• **本文抜粋**
· · · ·

じーんとするいい映画を見ました。終活のロードムービー。いいえエラが選択した二人の出発のお話です。長年連れ添った老夫婦ならではのエピソードが満載でした。エラの夫への愛が溢れていました。粗相の始末。浮気に嫉妬。いくつになっても可愛くて、逞しくて。頼りになって、そして勇気がある。
元文学部教授の夫ジョンは重度のアルツハイマー。ドナルド・サザーランドがいい味を出しています。妻エラ(ヘレン・ミレン)は全身の末期がん。エラの入院の日、子どもたちに内緒でキャンピングカーで旅に出る。行先は夫の好きだったヘミングウエイゆかりのフロリダ。ボストンからの3000キロの旅。お父さんに運連は無理だと心配する息子。大丈夫だと言う娘。
夫は現在と過去が行ったり来たり…。ところが偶然出会った教え子だった女性の名前はすらすらと出る。レストランでヘミングウエイの話になると記憶はしっかりする。強盗に会ったり、ガソリンスタンドで置いてきぼりになったり…。命は惜しくない。エラの腹の座った行動やアクシデントもあとになれば楽しい。病院にいてはとても経験できなかったこと。
アルツハイマーの夫が浮気を思い出したり、怒ったエラがお返しに自分の初恋の人のところへ連れて行ったり。子どもたちの心配をよそにあんなこんなの旅。
夜、サプライズと言ってジョンに家族のスライドを見せるエラ。時々思い出すジョン。夫婦ならではのかけがえのない時間です。
ラストシーンには少し驚かされました。でもこれがエラの選択でした。

· · · ·

• **提供された行**
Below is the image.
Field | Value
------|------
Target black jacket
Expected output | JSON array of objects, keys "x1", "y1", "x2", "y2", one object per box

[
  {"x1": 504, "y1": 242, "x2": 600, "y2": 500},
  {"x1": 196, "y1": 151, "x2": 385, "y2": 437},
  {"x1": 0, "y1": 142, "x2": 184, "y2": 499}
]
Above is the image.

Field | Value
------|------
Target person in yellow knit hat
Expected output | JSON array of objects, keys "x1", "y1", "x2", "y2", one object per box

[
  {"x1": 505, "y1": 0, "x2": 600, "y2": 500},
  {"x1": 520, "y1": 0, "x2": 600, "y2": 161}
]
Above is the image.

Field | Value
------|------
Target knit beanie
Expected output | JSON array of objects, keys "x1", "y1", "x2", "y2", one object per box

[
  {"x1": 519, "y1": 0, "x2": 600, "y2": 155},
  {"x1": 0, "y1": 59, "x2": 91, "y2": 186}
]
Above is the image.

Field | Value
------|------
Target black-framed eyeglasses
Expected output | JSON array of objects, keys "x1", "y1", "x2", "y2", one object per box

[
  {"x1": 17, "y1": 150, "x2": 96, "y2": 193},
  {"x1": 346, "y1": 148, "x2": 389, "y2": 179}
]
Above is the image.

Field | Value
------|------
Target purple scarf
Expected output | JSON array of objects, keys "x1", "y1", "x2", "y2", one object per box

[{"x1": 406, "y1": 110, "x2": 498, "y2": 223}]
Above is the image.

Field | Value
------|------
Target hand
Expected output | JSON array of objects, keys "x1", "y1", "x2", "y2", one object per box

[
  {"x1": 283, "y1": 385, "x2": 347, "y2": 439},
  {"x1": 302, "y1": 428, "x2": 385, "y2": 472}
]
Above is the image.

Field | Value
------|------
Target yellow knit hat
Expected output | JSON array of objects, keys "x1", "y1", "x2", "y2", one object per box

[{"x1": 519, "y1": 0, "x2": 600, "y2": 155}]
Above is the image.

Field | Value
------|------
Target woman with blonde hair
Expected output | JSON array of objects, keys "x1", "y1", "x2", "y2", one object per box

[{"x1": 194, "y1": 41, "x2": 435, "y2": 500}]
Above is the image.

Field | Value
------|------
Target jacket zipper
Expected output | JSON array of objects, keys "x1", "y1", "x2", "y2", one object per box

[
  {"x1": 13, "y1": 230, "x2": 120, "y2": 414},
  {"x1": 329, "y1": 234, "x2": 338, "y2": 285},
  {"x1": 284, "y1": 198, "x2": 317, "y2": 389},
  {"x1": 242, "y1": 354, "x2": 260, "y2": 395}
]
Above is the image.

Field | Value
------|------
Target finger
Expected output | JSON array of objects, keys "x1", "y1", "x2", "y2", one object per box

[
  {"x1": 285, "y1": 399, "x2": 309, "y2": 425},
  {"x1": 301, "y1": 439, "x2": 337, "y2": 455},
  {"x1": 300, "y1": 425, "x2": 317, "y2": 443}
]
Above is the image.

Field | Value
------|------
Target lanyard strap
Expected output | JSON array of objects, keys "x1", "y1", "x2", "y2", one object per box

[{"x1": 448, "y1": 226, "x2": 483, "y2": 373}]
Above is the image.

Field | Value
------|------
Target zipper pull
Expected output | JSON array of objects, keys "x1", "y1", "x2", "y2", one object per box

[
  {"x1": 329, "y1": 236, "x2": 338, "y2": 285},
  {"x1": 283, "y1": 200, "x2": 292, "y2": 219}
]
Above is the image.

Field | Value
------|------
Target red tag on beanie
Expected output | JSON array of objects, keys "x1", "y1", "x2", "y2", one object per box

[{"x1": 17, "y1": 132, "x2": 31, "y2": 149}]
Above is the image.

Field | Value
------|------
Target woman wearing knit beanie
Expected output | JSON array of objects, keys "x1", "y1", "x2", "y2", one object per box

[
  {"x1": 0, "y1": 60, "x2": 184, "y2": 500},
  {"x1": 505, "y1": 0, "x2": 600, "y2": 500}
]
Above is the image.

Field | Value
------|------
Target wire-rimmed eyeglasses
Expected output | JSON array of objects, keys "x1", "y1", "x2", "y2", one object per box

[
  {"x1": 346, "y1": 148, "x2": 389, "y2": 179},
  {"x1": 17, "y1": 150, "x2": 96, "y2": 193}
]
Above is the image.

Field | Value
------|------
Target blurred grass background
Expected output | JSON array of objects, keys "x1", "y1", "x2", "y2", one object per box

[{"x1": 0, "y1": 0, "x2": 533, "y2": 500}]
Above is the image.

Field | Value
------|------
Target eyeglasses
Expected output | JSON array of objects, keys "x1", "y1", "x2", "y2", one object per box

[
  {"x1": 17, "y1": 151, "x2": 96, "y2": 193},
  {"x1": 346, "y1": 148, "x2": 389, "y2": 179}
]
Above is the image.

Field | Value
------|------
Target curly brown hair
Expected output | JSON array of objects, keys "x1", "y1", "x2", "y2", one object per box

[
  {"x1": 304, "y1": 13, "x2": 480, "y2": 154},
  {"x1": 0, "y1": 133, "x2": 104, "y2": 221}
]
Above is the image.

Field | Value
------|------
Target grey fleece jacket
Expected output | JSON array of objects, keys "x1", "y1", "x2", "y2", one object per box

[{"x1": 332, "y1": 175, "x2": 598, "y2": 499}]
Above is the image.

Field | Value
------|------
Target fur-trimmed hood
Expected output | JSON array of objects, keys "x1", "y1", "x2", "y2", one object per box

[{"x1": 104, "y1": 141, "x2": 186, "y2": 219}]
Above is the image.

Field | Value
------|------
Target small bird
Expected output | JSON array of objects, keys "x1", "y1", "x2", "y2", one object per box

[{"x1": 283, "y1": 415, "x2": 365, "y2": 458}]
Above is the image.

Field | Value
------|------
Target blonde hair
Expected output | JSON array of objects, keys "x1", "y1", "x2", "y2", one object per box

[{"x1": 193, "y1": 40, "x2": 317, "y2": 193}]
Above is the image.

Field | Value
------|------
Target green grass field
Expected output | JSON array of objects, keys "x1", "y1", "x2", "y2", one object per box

· · · ·

• **課題内容**
映画の感想文から、「じーんとするいい映画を見まし」から「する息子。大丈夫だと言う娘。」までを両端も含めて一字一句違えずに引用してください。 上記の行は、この課題とは一切関係がありません。

• **記述解答**
じーんとするいい映画を見ました。終活のロードムービー。いいえエラが選択した二人の出発のお話です。長年連れ添った老夫婦ならではのエピソードが満載でした。エラの夫への愛が溢れていました。粗相の始末。浮気に嫉妬。いくつになっても可愛くて、逞しくて。頼りになって、そして勇気がある。
元文学部教授の夫ジョンは重度のアルツハイマー。ドナルド・サザーランドがいい味を出しています。妻エラ(ヘレン・ミレン)は全身の末期がん。エラの入院の日、子どもたちに内緒でキャンピングカーで旅に出る。行先は夫の好きだったヘミングウエイゆかりのフロリダ。ボストンからの3000キロの旅。お父さんに運連は無理だと心配する息子。大丈夫だと言う娘。